> EXERCISE TASK: Edit the material below so that every "put a marker on" reads "place a dot on", and leave everything else unchanged.

> RECORDS:
■ ■ ■ ■ ■

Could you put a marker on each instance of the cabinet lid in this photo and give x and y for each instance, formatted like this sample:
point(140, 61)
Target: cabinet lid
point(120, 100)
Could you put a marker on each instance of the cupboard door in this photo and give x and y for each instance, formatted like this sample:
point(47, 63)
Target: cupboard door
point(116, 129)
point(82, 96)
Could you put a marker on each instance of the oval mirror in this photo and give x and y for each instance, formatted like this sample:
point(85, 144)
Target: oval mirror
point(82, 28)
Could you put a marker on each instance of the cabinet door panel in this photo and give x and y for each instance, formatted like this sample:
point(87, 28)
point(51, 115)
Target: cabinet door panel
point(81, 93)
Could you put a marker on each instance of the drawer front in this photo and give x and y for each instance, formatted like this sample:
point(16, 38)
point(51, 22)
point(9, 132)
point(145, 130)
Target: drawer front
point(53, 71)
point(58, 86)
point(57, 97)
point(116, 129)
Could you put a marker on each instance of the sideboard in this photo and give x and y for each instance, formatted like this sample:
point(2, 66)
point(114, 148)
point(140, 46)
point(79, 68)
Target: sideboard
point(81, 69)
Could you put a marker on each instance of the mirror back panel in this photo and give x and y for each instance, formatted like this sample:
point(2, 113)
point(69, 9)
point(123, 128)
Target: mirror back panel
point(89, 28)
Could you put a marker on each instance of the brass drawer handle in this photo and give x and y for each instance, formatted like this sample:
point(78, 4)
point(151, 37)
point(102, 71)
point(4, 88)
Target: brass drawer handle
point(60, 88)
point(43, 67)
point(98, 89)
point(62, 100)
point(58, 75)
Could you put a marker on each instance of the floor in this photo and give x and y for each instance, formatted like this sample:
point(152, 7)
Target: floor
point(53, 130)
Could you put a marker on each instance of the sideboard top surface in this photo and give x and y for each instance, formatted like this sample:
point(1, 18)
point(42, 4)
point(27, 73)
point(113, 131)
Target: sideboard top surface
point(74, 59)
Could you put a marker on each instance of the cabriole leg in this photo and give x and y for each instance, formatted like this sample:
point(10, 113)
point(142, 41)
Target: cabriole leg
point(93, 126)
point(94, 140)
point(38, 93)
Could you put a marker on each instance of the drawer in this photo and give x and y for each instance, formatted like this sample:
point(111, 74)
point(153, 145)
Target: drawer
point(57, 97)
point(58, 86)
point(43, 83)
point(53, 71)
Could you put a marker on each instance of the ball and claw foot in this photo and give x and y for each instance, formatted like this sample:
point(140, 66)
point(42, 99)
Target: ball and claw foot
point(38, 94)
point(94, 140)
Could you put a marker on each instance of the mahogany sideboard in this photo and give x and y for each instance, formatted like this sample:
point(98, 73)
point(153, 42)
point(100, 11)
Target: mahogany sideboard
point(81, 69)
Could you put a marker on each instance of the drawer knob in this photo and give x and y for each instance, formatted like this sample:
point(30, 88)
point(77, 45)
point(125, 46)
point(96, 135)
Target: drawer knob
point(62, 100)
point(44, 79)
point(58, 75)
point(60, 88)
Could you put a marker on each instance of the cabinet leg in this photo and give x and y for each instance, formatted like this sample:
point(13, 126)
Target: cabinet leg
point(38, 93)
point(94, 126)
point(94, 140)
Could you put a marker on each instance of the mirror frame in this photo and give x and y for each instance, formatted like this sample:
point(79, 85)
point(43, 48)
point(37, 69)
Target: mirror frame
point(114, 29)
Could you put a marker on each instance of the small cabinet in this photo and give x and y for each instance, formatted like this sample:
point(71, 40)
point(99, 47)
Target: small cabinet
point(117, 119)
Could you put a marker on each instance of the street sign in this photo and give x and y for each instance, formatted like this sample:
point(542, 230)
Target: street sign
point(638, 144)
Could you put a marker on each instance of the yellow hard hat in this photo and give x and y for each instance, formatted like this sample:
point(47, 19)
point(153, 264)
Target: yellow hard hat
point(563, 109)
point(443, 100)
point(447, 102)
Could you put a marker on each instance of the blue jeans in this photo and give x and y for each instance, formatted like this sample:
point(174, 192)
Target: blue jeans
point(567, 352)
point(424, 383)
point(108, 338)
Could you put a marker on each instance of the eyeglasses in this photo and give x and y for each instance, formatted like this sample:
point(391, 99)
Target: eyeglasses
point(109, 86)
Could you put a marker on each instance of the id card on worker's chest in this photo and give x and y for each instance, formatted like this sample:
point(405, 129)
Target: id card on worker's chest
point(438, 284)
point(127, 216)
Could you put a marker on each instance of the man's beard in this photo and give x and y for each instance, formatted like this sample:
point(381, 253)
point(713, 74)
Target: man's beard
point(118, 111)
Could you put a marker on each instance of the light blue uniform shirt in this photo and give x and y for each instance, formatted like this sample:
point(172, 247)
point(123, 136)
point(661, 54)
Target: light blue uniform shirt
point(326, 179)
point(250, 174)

■ ■ ■ ■ ■

> SOLUTION:
Could you place a dot on each instance of the cabinet lid in this photo and give x and y for each instance, formatted like this sample:
point(140, 61)
Target: cabinet lid
point(120, 100)
Could you place a dot on each instance of the cupboard door in this photo and give x and y for each instance, formatted like this sample:
point(47, 63)
Target: cupboard door
point(116, 129)
point(82, 96)
Could you place a dot on each instance of the oval mirror in this photo and give x and y for each instance, formatted like this sample:
point(85, 144)
Target: oval mirror
point(82, 28)
Could you place a dot on each instance of the cabinet door panel in this photo and give x and y for each instance, formatted like this sample:
point(87, 28)
point(51, 115)
Target: cabinet door panel
point(81, 93)
Could you place a dot on each instance of the drawer front in this photo and give x and y for each instance, formatted like this sample:
point(16, 38)
point(51, 22)
point(9, 132)
point(145, 130)
Target: drawer front
point(53, 71)
point(58, 86)
point(57, 97)
point(116, 129)
Could you place a dot on each instance of the sideboard in this photo and give x and y for each instance, formatted like this sample:
point(2, 66)
point(114, 148)
point(140, 46)
point(79, 68)
Target: sideboard
point(81, 69)
Could you place a dot on each instance of the mirror back panel in this photo and give x and y for each instance, formatted like this sample:
point(2, 113)
point(69, 9)
point(123, 128)
Target: mirror back panel
point(89, 28)
Could you place a dot on each instance of the brass drawer handle in this photo and give x and y for each instance, formatted like this sample:
point(78, 4)
point(151, 37)
point(102, 71)
point(4, 88)
Target: brass drawer handle
point(60, 88)
point(43, 67)
point(98, 89)
point(62, 100)
point(58, 75)
Could you place a dot on each instance of the floor in this photo and give x and y for each instance, formatted like this sample:
point(152, 7)
Target: floor
point(53, 130)
Could you place a dot on each instance of the sideboard top surface in this photo and give x and y for each instance, formatted like this sample:
point(1, 18)
point(42, 4)
point(27, 73)
point(113, 131)
Target: sideboard top surface
point(74, 59)
Could you place a dot on each instance of the cabriole leg in this photo and give x and y for each instance, formatted like this sample:
point(10, 113)
point(142, 41)
Target: cabriole leg
point(93, 126)
point(94, 140)
point(38, 93)
Could you place a dot on each instance of the drawer in this photo and give x and y for each instance, formatted like this sample:
point(111, 74)
point(153, 145)
Target: drawer
point(57, 97)
point(58, 86)
point(43, 83)
point(53, 71)
Could you place a dot on each instance of the ball and claw foot in this photo and give x and y for each instance, formatted like this sample:
point(140, 66)
point(42, 99)
Target: ball and claw foot
point(38, 94)
point(94, 140)
Could you place a dot on each instance of the mahogany sideboard in this photo and give x and y for each instance, formatted like this sample:
point(98, 73)
point(153, 42)
point(100, 11)
Target: mahogany sideboard
point(81, 69)
Could you place a dot on each instance of the drawer knob in this photo and give x and y for each instance, formatted like this sample:
point(30, 88)
point(77, 45)
point(125, 46)
point(96, 135)
Target: drawer knob
point(62, 100)
point(44, 79)
point(58, 75)
point(60, 88)
Could you place a dot on each instance of the cabinet leg in this photo and give x and y for each instance, formatted like this sample:
point(13, 126)
Target: cabinet leg
point(38, 93)
point(94, 126)
point(94, 140)
Could you place a dot on each instance of the mirror frame in this photo and give x and y for each instance, formatted like this sample:
point(79, 85)
point(43, 48)
point(37, 69)
Target: mirror frame
point(114, 29)
Could you place a dot on each instance of the small cabinet in this photo and give x and y for each instance, formatted like this sample:
point(71, 40)
point(99, 47)
Target: small cabinet
point(117, 119)
Could you place a dot on each instance of the street sign in this photo and give x and y for each instance, formatted like this sample:
point(542, 230)
Target: street sign
point(638, 144)
Could you place a dot on each instance of the yellow hard hat in this photo and give x and y for each instance, formatted like this sample:
point(47, 19)
point(153, 264)
Target: yellow hard hat
point(563, 109)
point(443, 100)
point(447, 102)
Could you place a dot on each instance of the blue jeans in this photo and give x and y for each instance, formatted like this sample:
point(174, 192)
Target: blue jeans
point(567, 352)
point(424, 383)
point(108, 338)
Could you place a dot on each instance of the eyeglasses in this photo and give x and y for each instance, formatted like this sample:
point(391, 99)
Target: eyeglasses
point(109, 86)
Could you place a dot on each instance of the id card on worker's chest in this photo and give x and y for each instance, formatted like this sample:
point(405, 129)
Target: id card on worker's chest
point(438, 284)
point(127, 216)
Could you place a dot on each instance of the man's beard in this photo and give x and y for each instance, formatted like this sample:
point(381, 253)
point(713, 74)
Target: man's beard
point(118, 111)
Could you place a dot on each instance of the light blue uniform shirt in this photo and give x and y for each instance, formatted like this sample:
point(172, 247)
point(123, 136)
point(661, 54)
Target: light blue uniform shirt
point(326, 179)
point(250, 174)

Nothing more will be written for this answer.